DIRECTIONS: Your answer should consist of the listing, repeated exactly.
Content starts
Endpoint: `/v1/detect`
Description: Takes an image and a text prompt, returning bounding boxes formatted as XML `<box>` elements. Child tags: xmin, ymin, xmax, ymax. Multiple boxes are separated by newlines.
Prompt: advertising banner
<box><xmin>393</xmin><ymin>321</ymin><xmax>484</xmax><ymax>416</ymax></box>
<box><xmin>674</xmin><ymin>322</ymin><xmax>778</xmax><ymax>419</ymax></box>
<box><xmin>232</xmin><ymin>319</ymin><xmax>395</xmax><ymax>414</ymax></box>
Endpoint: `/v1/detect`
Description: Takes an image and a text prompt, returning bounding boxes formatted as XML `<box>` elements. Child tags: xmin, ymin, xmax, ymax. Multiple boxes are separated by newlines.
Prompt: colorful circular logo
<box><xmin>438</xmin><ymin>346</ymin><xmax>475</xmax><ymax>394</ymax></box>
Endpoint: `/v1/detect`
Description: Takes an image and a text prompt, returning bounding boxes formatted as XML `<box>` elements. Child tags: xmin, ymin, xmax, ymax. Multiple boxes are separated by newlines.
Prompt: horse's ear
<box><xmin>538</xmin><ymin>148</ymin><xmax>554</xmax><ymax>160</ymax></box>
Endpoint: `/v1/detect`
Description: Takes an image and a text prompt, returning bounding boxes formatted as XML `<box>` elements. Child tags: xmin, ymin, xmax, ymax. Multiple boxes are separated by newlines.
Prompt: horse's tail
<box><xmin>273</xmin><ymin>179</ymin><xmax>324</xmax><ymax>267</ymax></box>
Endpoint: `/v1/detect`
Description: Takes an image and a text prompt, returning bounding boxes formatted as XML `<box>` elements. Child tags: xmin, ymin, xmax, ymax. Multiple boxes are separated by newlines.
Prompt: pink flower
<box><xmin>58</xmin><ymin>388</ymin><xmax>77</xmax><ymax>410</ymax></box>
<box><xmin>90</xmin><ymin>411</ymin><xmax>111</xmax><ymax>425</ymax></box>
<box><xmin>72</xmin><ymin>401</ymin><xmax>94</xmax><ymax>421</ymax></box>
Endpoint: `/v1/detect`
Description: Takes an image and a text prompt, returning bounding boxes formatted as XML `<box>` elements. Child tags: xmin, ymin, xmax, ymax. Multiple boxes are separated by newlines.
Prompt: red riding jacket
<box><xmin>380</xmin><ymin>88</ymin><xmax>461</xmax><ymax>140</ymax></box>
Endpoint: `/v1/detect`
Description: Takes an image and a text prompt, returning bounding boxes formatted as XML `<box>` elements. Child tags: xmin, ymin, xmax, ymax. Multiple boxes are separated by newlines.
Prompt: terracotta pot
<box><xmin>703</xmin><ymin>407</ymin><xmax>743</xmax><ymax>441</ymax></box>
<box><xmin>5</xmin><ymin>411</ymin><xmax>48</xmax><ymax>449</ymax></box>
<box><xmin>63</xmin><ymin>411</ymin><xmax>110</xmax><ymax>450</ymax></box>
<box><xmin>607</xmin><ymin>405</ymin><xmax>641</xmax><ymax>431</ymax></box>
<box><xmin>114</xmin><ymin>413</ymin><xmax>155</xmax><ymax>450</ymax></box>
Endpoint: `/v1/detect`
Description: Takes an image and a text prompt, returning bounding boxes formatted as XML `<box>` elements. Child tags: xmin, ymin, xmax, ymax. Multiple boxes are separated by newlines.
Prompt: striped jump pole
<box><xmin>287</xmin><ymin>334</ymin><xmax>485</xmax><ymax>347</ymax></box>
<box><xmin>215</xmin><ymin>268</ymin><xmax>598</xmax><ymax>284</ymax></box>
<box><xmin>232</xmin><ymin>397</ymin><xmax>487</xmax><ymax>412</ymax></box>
Content ends
RESPONSE BOX:
Endpoint: `/v1/detect`
Description: Takes an image and a text prompt, returning bounding boxes formatted as XML `<box>` elements. Child tags: xmin, ymin, xmax, ymax. Multiple boxes are separated by newlines.
Prompt: advertising banner
<box><xmin>393</xmin><ymin>321</ymin><xmax>484</xmax><ymax>416</ymax></box>
<box><xmin>674</xmin><ymin>322</ymin><xmax>778</xmax><ymax>419</ymax></box>
<box><xmin>232</xmin><ymin>319</ymin><xmax>395</xmax><ymax>414</ymax></box>
Endpoint: `/v1/detect`
Description: Takes an image and a text prompt, returning bounding boxes formatted as XML `<box>` elements. Child tags: xmin, ymin, xmax, ymax. Multiple boxes are separated by newlines.
Prompt: colorful circular logo
<box><xmin>438</xmin><ymin>346</ymin><xmax>475</xmax><ymax>394</ymax></box>
Endpoint: `/v1/detect`
Description: Takes an image and a text prompt, returning bounding boxes formatted as XML `<box>` elements. Child tags: xmin, ymin, xmax, ymax. Multiple boxes are separated by newlines.
Prompt: horse's ear
<box><xmin>538</xmin><ymin>148</ymin><xmax>554</xmax><ymax>160</ymax></box>
Endpoint: `/v1/detect`
Description: Takes an image and a text prompt, returning bounding boxes formatted as XML `<box>` elements. Child tags: xmin, ymin, xmax, ymax. Multiple boxes are separated by newlines.
Prompt: horse's tail
<box><xmin>273</xmin><ymin>179</ymin><xmax>324</xmax><ymax>267</ymax></box>
Endpoint: `/v1/detect`
Description: Takes an image and a text prompt, returning bounding boxes formatted as XML `<box>` elements. Child tags: xmin, ymin, xmax, ymax. Multiple boxes are separated by newlines.
Prompt: pink flower
<box><xmin>58</xmin><ymin>388</ymin><xmax>77</xmax><ymax>410</ymax></box>
<box><xmin>90</xmin><ymin>411</ymin><xmax>111</xmax><ymax>425</ymax></box>
<box><xmin>72</xmin><ymin>401</ymin><xmax>94</xmax><ymax>421</ymax></box>
Endpoint: `/v1/detect`
Description: Takes an image and a text prompt, returning bounding boxes formatted as XML `<box>` elements. Child tags: xmin, ymin, xmax, ymax. Multiple boxes are separated by newlines.
Prompt: red riding jacket
<box><xmin>380</xmin><ymin>88</ymin><xmax>461</xmax><ymax>140</ymax></box>
Endpoint: `/v1/detect`
Description: Takes an image and a text prompt, returning bounding boxes formatted as XML `<box>` elements. Child tags: xmin, ymin, xmax, ymax. Multiple boxes are separated by newlines.
Prompt: terracotta pot
<box><xmin>703</xmin><ymin>407</ymin><xmax>743</xmax><ymax>441</ymax></box>
<box><xmin>5</xmin><ymin>411</ymin><xmax>48</xmax><ymax>449</ymax></box>
<box><xmin>63</xmin><ymin>411</ymin><xmax>110</xmax><ymax>450</ymax></box>
<box><xmin>607</xmin><ymin>405</ymin><xmax>641</xmax><ymax>431</ymax></box>
<box><xmin>114</xmin><ymin>413</ymin><xmax>155</xmax><ymax>450</ymax></box>
Endpoint: `/v1/detect`
Description: Takes an image and a text prompt, returning bounding boxes formatted as XML `<box>` elements. Child tags: xmin, ymin, xmax, ymax. Multiple boxes are separated by newlines.
Prompt: striped jump pole
<box><xmin>287</xmin><ymin>334</ymin><xmax>485</xmax><ymax>347</ymax></box>
<box><xmin>215</xmin><ymin>268</ymin><xmax>598</xmax><ymax>284</ymax></box>
<box><xmin>232</xmin><ymin>397</ymin><xmax>487</xmax><ymax>412</ymax></box>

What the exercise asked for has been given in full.